Please report each line of the data below that contains "instance".

------------------------------

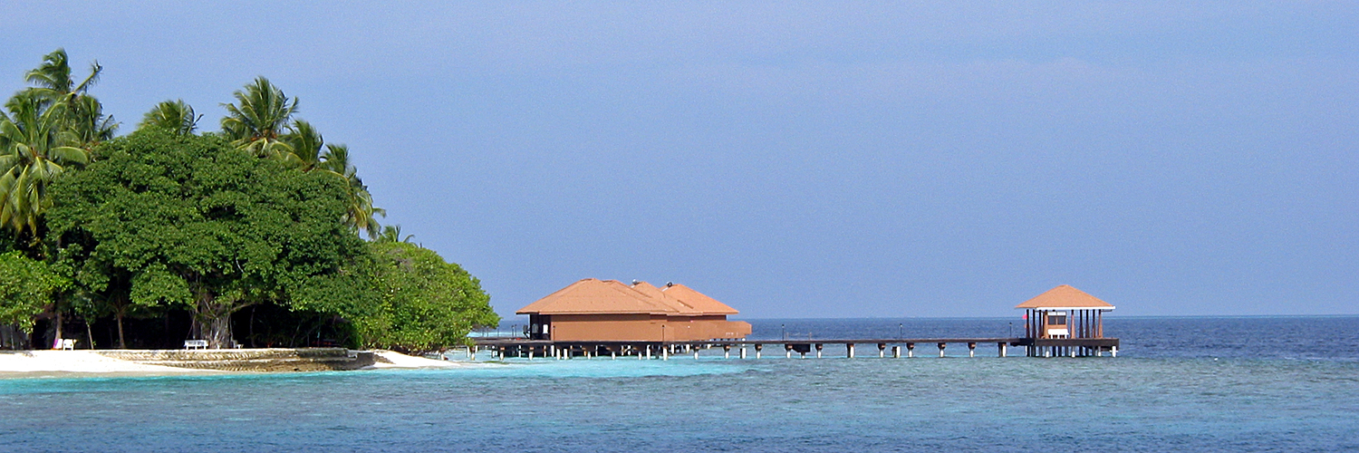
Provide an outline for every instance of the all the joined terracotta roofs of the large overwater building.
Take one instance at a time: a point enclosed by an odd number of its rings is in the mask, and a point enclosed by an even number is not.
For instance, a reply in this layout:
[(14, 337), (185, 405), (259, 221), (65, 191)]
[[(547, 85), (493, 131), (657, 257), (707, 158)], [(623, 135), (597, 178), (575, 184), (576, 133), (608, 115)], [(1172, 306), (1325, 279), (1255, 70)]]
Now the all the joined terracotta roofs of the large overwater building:
[(516, 314), (737, 314), (735, 309), (682, 284), (583, 279), (515, 312)]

------------------------------

### Result of the exercise
Provide an outline for every instance of the all the joined terracotta roofs of the large overwater building.
Take one instance at a time: a point enclosed by an odd number of its rings is in the mask, and a point enclosed by an even number is not.
For instance, a reply in this layout:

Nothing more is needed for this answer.